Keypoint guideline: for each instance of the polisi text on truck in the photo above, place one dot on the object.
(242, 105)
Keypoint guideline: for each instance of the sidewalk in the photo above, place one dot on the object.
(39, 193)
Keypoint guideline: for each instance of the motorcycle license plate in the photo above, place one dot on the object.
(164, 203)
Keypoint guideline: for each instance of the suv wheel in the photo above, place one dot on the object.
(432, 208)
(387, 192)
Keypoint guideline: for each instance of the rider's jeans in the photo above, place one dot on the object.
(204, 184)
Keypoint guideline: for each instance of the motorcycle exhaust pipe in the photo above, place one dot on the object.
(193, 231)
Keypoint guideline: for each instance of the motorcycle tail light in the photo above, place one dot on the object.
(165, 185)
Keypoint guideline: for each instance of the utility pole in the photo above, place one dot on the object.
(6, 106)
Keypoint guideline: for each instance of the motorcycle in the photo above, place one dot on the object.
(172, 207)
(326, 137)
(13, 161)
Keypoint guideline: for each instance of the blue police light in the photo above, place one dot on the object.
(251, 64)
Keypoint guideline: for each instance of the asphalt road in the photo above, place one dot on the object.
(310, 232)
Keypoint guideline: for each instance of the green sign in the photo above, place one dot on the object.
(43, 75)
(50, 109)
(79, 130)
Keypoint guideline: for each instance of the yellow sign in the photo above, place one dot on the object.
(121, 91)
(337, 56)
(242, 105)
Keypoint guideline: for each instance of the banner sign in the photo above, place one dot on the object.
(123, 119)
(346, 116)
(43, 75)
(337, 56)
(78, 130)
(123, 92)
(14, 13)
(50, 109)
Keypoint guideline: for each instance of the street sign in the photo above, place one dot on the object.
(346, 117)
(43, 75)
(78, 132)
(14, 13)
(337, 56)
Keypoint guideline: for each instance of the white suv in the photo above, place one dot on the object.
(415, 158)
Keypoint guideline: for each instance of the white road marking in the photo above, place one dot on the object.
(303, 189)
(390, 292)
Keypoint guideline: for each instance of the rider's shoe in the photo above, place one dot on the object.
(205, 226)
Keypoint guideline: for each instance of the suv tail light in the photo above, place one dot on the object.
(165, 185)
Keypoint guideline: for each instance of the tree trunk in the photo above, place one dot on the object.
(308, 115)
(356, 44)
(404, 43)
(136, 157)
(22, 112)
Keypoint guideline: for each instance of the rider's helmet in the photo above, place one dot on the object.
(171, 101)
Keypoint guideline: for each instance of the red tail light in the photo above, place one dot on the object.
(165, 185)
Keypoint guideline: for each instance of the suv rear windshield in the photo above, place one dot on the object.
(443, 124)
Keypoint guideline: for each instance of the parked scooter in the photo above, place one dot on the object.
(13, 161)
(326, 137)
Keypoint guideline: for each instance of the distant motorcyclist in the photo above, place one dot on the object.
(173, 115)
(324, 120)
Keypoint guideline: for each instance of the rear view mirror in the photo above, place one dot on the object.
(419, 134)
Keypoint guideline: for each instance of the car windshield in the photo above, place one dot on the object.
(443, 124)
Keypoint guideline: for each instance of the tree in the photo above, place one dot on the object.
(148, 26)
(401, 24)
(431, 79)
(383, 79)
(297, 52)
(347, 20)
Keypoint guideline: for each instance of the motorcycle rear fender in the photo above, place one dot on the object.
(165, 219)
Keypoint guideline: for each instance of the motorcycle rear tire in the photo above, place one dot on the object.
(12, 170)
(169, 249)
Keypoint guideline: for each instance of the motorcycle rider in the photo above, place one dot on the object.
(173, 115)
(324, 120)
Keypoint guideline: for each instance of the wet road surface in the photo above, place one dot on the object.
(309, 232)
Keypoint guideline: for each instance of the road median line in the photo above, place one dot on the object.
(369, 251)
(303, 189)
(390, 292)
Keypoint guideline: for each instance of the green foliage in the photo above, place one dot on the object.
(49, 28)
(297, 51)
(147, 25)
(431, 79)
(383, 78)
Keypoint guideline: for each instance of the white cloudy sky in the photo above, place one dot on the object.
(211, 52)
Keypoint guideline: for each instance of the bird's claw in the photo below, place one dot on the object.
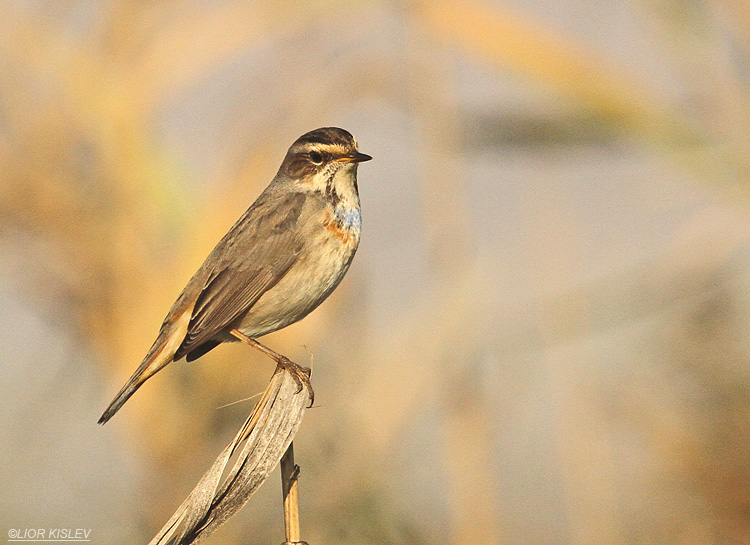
(301, 376)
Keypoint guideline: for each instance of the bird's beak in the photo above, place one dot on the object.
(355, 157)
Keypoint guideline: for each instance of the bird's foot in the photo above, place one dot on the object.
(301, 376)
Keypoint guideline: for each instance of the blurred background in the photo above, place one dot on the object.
(543, 339)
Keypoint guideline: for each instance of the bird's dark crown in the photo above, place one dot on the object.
(316, 150)
(329, 136)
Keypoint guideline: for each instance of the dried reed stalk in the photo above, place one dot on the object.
(260, 443)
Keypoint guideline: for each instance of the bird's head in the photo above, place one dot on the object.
(323, 159)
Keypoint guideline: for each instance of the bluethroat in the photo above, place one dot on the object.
(282, 258)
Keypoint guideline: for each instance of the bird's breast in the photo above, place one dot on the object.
(344, 223)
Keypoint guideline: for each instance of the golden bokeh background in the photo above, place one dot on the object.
(544, 338)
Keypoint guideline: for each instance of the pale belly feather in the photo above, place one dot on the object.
(311, 279)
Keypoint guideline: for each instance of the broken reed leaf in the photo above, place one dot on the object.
(261, 442)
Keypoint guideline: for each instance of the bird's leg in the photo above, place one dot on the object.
(301, 375)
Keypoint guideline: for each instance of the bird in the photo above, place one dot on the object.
(279, 261)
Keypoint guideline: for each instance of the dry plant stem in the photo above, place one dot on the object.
(300, 374)
(289, 478)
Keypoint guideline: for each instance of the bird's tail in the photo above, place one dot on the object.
(150, 365)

+ + + + +

▸ WORK TASK
In your copy of the records above, include every line exactly but no pictures.

▸ REPLY
Keypoint guideline: for each instance of the polisi text on truck in the photo above, place one dot on the object.
(242, 105)
Keypoint guideline: for each instance of the sidewalk in the photo above, place one dot on the object.
(39, 193)
Keypoint guideline: for each instance of the motorcycle license plate in the photo above, place one dot on the object.
(164, 203)
Keypoint guideline: for each instance of the suv wheel in the photo above, place one dot on the object.
(432, 208)
(387, 192)
Keypoint guideline: for each instance of the rider's jeans in the photo above, place one dot on the object.
(204, 184)
Keypoint guideline: for each instance of the motorcycle exhaust pipe in the photo above, place one dot on the object.
(193, 231)
Keypoint guideline: for each instance of the motorcycle tail light in the photo above, place one dot on the object.
(165, 185)
Keypoint guideline: for each instance of the utility pole in the photo above, place one dot on the object.
(6, 106)
Keypoint guideline: for each instance of the motorcycle in the photo above, place one dot on the object.
(172, 207)
(326, 137)
(13, 161)
Keypoint guideline: for each instance of the blue police light in the photo above, place one dot on the object.
(251, 64)
Keypoint guideline: for each instance of the asphalt road in the photo above, place one dot on the object.
(310, 232)
Keypoint guideline: for each instance of the green sign in the photo above, place one dot on the object.
(43, 75)
(50, 109)
(79, 130)
Keypoint guideline: for each instance of the yellow sign in the photo above, place one dot on the object.
(121, 91)
(337, 56)
(242, 105)
Keypoint guideline: for each instance of the banner sign in the photo above, place one dot on the object.
(123, 119)
(346, 116)
(43, 75)
(337, 56)
(78, 130)
(123, 92)
(14, 13)
(50, 109)
Keypoint guideline: for each instance of the street sign in the photo above, place one dot on the object.
(346, 117)
(43, 75)
(78, 132)
(14, 13)
(337, 56)
Keypoint guideline: for each instance of the white suv in the photo above, place one dot on the object.
(415, 158)
Keypoint guideline: for each instance of the white road marking in the photo above, place one dot on the object.
(303, 189)
(390, 292)
Keypoint guideline: for each instance of the rider's shoe in the photo above, place one dot on the object.
(205, 226)
Keypoint guideline: for each instance of the suv tail light in the photo above, place one dot on the object.
(165, 185)
Keypoint guideline: for each instance of the tree trunk in the photo above, place one dot on the object.
(308, 115)
(356, 44)
(404, 43)
(136, 157)
(22, 112)
Keypoint guideline: for each instance of the rider's helmet in the photo above, place one dot on the object.
(171, 101)
Keypoint guideline: for each instance of the red tail light in the photo above, place one dot on the object.
(165, 185)
Keypoint guideline: for each instance of the suv rear windshield in the photo above, place one dot on the object.
(443, 124)
Keypoint guideline: for each instance of the parked scooter in the photo above, place one dot on the object.
(13, 161)
(326, 137)
Keypoint guideline: for each instance of the distant motorcyclist in the photo above, place one dot on the object.
(173, 115)
(324, 120)
Keypoint guideline: for each instance of the rear view mirror in the photo above, place one dot on the object.
(419, 134)
Keypoint guideline: for each instance of the car windshield in the photo above, place one dot on the object.
(443, 124)
Keypoint guideline: for each instance of the tree in the photo above, place one dot on the object.
(148, 26)
(401, 24)
(431, 79)
(383, 79)
(297, 52)
(347, 20)
Keypoint guideline: for each instance of the motorcycle rear fender in the photo above, place one dot on the object.
(165, 219)
Keypoint guideline: for each instance of the motorcycle rear tire in the photo above, place one dot on the object.
(12, 170)
(169, 249)
Keypoint guideline: for each instance of the motorcycle rider in the photo above, place one dot on the object.
(173, 115)
(324, 120)
Keypoint guideline: for each instance of the wet road surface in the photo above, place one dot on the object.
(309, 232)
Keypoint guideline: for each instance of the road median line in the photo above, place one dot on the object.
(369, 251)
(303, 189)
(390, 292)
Keypoint guideline: for each instance of the green foliage in the photo above, place one dot on the object.
(49, 28)
(297, 51)
(147, 25)
(431, 79)
(383, 78)
Keypoint guideline: for each instance of the white cloudy sky in the photo above, place one dot on the object.
(211, 52)
Keypoint guideline: for each instance of the bird's claw in the photo below, place one dot on the object.
(301, 376)
Keypoint guideline: for each instance of the bird's beak in the photo above, place one dot on the object.
(355, 157)
Keypoint guideline: for each instance of the bird's foot in the photo above, place one dot on the object.
(301, 376)
Keypoint guideline: for each instance of the blurred background in the photo above, place one dot on the object.
(543, 339)
Keypoint guideline: for each instance of the bird's dark crown in the photo above, place one dot on the object.
(316, 150)
(329, 136)
Keypoint guideline: for each instance of the dried reed stalk in the photo above, place one dot on the object.
(260, 443)
Keypoint guideline: for each instance of the bird's head in the photo above, place one dot on the object.
(323, 159)
Keypoint guideline: for each instance of the bluethroat in the photo above, place one dot on the object.
(282, 258)
Keypoint guideline: for each instance of the bird's breast in the photo above, place one dot on the object.
(344, 223)
Keypoint guideline: for each instance of the golden bokeh background in the photo above, place one dot on the object.
(544, 338)
Keypoint guideline: for each instance of the pale belly feather in the photo above, place one dot on the object.
(311, 279)
Keypoint guideline: for each instance of the broken reed leaf in the photo above, place one dot on the object.
(261, 442)
Keypoint guideline: for each instance of the bird's leg in the photo above, place one dot on the object.
(301, 375)
Keypoint guideline: for each instance of the bird in the photo above, place one dot on the object.
(279, 261)
Keypoint guideline: for each instance of the dry plant stem in the photo above, place one dot on the object.
(300, 374)
(289, 478)
Keypoint guideline: for each instance of the bird's tail in the photo above, place one dot on the object.
(150, 365)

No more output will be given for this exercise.